### GIVEN PASSAGE
The details of this thesis report are confined to integer benchmark suit because they are helpful for CPU designers and researchers. This report presents detailed analysis of SPEC CPU 2000 integer benchmarks running on ARM v8A processors and showcases the important characteristics of workloads. We compare performance of 32-bit and 64-bit architecture with the help of SPEC CPU2000 integer benchmarks and identify the key performance behaviour of various workloads.

Single platform is able to provide an environment to run 32-bit code and 64-bit code. It will be good to find out the major benefits of upgrading to 64-bit. The aim is to analyse the performance of a particular set of popular applications in these modes.

New devices that are being manufactured in recent times are coming with integrated Wi-Fi chip to communicate with other devices. In coming future, there will be plethora of electronics devices that can be controlled over internet forming an eco-system named Internet of Thing. In this scenario, existing devises may fall back in race of inventions. But to bring such devices in the same harmony, there is need of a utility which can allow them to communicate and exchange data with other devices. This can be done for the devices which are already having microcontrollers embedded in them with the help of serial to Wi-Fi converter. Serial to Wi-Fi converter is a module that provides WLAN connectivity to other microcontroller based systems. A host microcontroller can communicate with this module over UART interface. The communication happens with the use of simple ASCII text based communication.

### **1.4** Thesis Organization

The rest of the thesis organized as follows.

**Chapter 2** deals with brief description of ARM v8-A architecture, some of its features, some details about SPEC CPU2000 Integer Benchmarks, Cortex-M3 features, serial to wi-fi converter application and wi-fi power measurement techniques.

**Chapter 3** deals with the measurement set-up and the technique used for performance analysis of ARM v8-A architecture and performance analysis of Cortex-M3 used in an IoT application.

**Chapter 4** deals with the performance analysis of ARM v8-A architecture based on performance metrics and performance analysis of Cortex-M3 for the power consumption in various wi-fi modes.

**Chapter 5** deals with the individual benchmark performance characterization giving analysis of five benchmarks which have shown remarkable performance variation between 64-bit mode and 32-bit mode.

### MATERIAL SHOWN
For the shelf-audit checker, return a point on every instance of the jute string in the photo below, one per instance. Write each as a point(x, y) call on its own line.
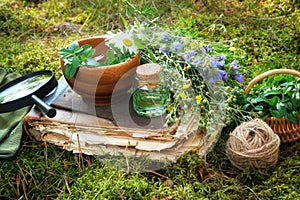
point(253, 144)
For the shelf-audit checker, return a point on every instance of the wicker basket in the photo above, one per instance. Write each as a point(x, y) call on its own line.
point(286, 130)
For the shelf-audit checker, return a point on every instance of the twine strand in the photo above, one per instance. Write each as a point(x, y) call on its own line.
point(253, 144)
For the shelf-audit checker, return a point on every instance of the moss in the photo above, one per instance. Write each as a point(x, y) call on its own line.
point(266, 36)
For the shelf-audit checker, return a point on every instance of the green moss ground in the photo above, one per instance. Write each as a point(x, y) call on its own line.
point(265, 32)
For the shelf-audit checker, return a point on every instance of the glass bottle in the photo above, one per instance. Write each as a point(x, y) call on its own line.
point(150, 96)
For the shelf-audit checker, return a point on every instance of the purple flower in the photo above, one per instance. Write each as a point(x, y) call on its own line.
point(164, 50)
point(196, 62)
point(177, 46)
point(214, 62)
point(207, 48)
point(192, 52)
point(166, 38)
point(234, 65)
point(239, 77)
point(221, 61)
point(223, 75)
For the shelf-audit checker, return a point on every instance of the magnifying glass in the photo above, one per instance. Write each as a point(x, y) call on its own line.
point(28, 90)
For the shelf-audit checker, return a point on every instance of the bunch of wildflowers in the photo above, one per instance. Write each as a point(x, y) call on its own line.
point(194, 75)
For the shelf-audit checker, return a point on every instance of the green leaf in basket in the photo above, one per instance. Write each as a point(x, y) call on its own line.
point(273, 92)
point(272, 102)
point(258, 108)
point(276, 114)
point(281, 109)
point(292, 117)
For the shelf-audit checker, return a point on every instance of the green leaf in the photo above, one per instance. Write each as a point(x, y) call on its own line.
point(70, 71)
point(65, 53)
point(73, 46)
point(293, 117)
point(276, 114)
point(124, 20)
point(152, 56)
point(274, 101)
point(138, 43)
point(110, 56)
point(91, 62)
point(281, 109)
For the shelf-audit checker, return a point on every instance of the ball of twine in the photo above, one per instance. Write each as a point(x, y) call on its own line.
point(253, 144)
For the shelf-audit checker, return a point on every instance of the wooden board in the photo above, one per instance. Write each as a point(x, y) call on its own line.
point(87, 129)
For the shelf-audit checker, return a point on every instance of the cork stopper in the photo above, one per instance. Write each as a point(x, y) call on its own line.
point(148, 71)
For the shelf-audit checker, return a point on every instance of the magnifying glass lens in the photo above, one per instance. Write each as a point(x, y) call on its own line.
point(24, 88)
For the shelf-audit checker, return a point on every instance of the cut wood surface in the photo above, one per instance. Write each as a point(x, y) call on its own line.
point(91, 130)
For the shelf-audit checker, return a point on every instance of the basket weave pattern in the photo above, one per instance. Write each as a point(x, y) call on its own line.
point(287, 131)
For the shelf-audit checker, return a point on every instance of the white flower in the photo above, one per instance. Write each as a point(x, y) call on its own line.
point(121, 40)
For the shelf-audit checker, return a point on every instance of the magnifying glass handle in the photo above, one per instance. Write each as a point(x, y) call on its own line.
point(48, 110)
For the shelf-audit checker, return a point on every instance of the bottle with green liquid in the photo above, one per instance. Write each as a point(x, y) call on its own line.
point(150, 96)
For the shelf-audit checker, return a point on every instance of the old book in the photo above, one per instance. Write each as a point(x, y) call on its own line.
point(115, 129)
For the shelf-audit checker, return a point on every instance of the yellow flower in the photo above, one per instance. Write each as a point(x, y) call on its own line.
point(198, 98)
point(182, 95)
point(186, 86)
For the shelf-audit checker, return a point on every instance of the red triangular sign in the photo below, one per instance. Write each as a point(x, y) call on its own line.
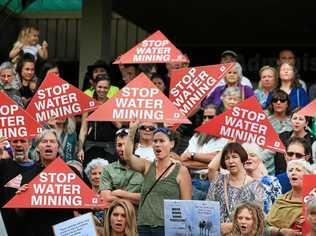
point(189, 86)
point(247, 123)
point(309, 109)
point(15, 122)
point(139, 100)
point(57, 186)
point(57, 98)
point(154, 49)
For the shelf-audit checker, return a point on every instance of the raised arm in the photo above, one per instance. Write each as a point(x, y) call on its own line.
point(138, 164)
point(214, 166)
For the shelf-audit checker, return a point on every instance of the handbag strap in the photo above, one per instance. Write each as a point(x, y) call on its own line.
point(151, 188)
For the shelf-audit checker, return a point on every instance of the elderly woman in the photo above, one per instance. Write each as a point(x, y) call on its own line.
point(279, 111)
point(233, 187)
point(268, 81)
point(254, 168)
point(285, 216)
point(232, 79)
point(120, 219)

### WORK INSTRUCTIONS
**1.** In the thesis excerpt, rewrite the paragraph beginning "New devices that are being manufactured" as a brief bulleted list that keeps its main facts.
**2.** Answer these questions using the thesis excerpt:
(a) Which benchmarks does the report use to compare 32-bit and 64-bit performance?
(b) Over which interface does a host microcontroller communicate with the serial to Wi-Fi converter?
(c) How many benchmarks does Chapter 5 analyze?
**3.** Extend the thesis excerpt from the point where it stops.
The data is separate material from the thesis excerpt.

### TASK-BY-TASK ANSWERS
**1.**
- Newly manufactured devices come with integrated Wi-Fi chips for communicating with other devices.
- Many internet-controlled electronic devices will form an ecosystem called the Internet of Things, and existing devices may fall behind.
- To join this ecosystem, older devices need a utility that lets them communicate and exchange data with other devices.
- Devices that already have embedded microcontrollers can do this with a serial to Wi-Fi converter, a module that provides WLAN connectivity to microcontroller-based systems.
- A host microcontroller communicates with the module over a UART interface, using simple ASCII text.

**2.**
(a) The SPEC CPU2000 integer benchmarks.
(b) A UART interface.
(c) Five.

**3.**
**Chapter 6** gives analysis summary of performance analysis of ARM v8-A architecture and points out some common benefits and some potential pitfalls of moving to 64-bit environment. Also summary of performance in terms of power consumption of cortex-M3 micro-controller used for IoT application is mentioned.

Chapter 7 gives various test scenarios that are necessary to check the functionality of serial to wi-fi converter application.

Chapter 8 concludes this report regarding performance analysis.

## Chapter 2

## Literature Survey

This chapter gives the brief overview of ARM v8-A Architecture and its evolution from its earlier versions and this chapter also explains about cortex M3 microcontroller. The ARM architecture is Reduced Instruction Set Computer (RISC) architecture. Since some recent years, there is tremendous increase in number of various smart phones and tablets. Because of this increase, ARM processors are becoming very popular. The main reason behind this is reduction in costs and higher power efficiency.

Complex Instruction Set Computer (CISC) processors, have a rich instruction set which can perform tedious operations using a single instruction. In contrast to CISC, RISC architectures have lesser number of general purpose instructions that might be executed with significantly fewer transistors making the silicon cheaper and more power efficient. ARM cores have a higher count of general-purpose registers and many instructions execute by consuming a single clock cycle. RISC architectures main features [2]:

- The **load/store** architecture only allows memory to be accessed by load and store operations and other operations uses values stored in registers only.
- Another specific difference with CISC architectures is that, when there is a

call to **Branch and Link** then instead of storing the return address in the stack, it is stored in a special register.

### 2.1 Processors

- A short ARM processors list [2]:
- 1 **Cortex-A:** with DSP, Floating Point, TrustZone, Jazelle extensions. ARMv5, ARM6(2001)
- 2 Cortex-M: ARM Thumb-2 technology which provides excellent code density. With Thumb-2 technology, the Cortex-M processors support a fundamental base of 16-bit Thumb instructions, extended to include more powerful 32-bit instructions. First Multi-core.(2004)
- 3 **Cortex-R:** ARMv7 deeply pipelined micro-architecture, Flexible Multi-Processor Core (MPCore) configurations: Symmetric Multi-Processing (SMP) and Asymmetric Multi-Processing (AMP), LPAE extension.
- 4 **ARMv8-A:**64bit with load-acquire and store-release features, which are an excellent match for the C++11, C11 and Java memory models. (2011)

### 2.2 Extensions

With every new version of ARM, there new extensions provided, the v8 architecture has these [2]:

- Floating Point: for floating point operations
- Neon: the ARM SIMD 128 bit (Single instruction, multiple data) engine and
   DSP the SIMD 32bit engine useful to make linear algebra operations

- **Cryptographic Extension** is an extension of the SIMD support and operates on the vector register file. It provides instructions for the acceleration of encryption and decryption to support the following: AES, SHA1, SHA2-256.
- Virtualization Extensions with the Large Physical Address Extension (LPAE) enable the efficient implementation of virtual machine hypervisors for ARM architecture compliant processors.
  - The Large Physical Address extension provides the means for each of the software environments to utilize efficiently the available physical memory when handling large amounts of data.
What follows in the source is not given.